Given instruction 1:
Reproduce every one of the pointing-data entries below, line for line and without alteration.

Provided text:

Re: Watts per Pound?

Here's a good rule of thumb for electrics. 50 watts per pound will
> fly like a Cub , 75 watts per pound will do some aerobatics , 100
> watts per pound will hover. This will vary of course , depending on
> the aircraft , but , it WILL put you in the ballpark.
> Hope this helps.
and 30W per pound will fly like a GWS tigermoth :-)
Its not *quite* that simple tho. The wttas per pound does two things -
overcomes the drag, and any surplus gets to lifte the mass of teh
aircraft against gravity - a (in my day) O-level mechanics exercise in
calculation. So heres one for you all. How many watts does it take to
lift one pound at 1000 feet per minute in an ideal frictionless world?
The reason parkflyers get way with less than 50W/lb is that they fly SLOWLY.
First order approximations have drag and lift roughly relaed - i.e.
double the weight needs double teh lift which is double teh drag.
Similar maths from your O-level course will show you that the power
needed is proportional to drag times speed. So to keep a lb of plane in
the air at 30moph takes roughly twice as many watts as to keep one in
the air (assuiming it doesn't stall) at 15mph.
The original '50W/lb' rule was formulated for sport planes with stall
speeds in the upper teens and lo twenties, with overall
battery/ESC/motor/gearbox/prop efficiences around 50% or less.

Excerpts of pointing data
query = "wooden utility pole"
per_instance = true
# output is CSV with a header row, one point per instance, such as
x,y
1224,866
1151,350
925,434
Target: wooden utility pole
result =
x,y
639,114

Given instruction 2:
From the forum post on watts per pound, transcribe verbatim the passage that opens with the words "and 30W per" and closes with "ideal frictionless world?".

Answer 1:
query = "wooden utility pole"
per_instance = true
# output is CSV with a header row, one point per instance, such as
x,y
1224,866
1151,350
925,434
Target: wooden utility pole
result =
x,y
639,114

Answer 2:
and 30W per pound will fly like a GWS tigermoth :-)
Its not *quite* that simple tho. The wttas per pound does two things -
overcomes the drag, and any surplus gets to lifte the mass of teh
aircraft against gravity - a (in my day) O-level mechanics exercise in
calculation. So heres one for you all. How many watts does it take to
lift one pound at 1000 feet per minute in an ideal frictionless world?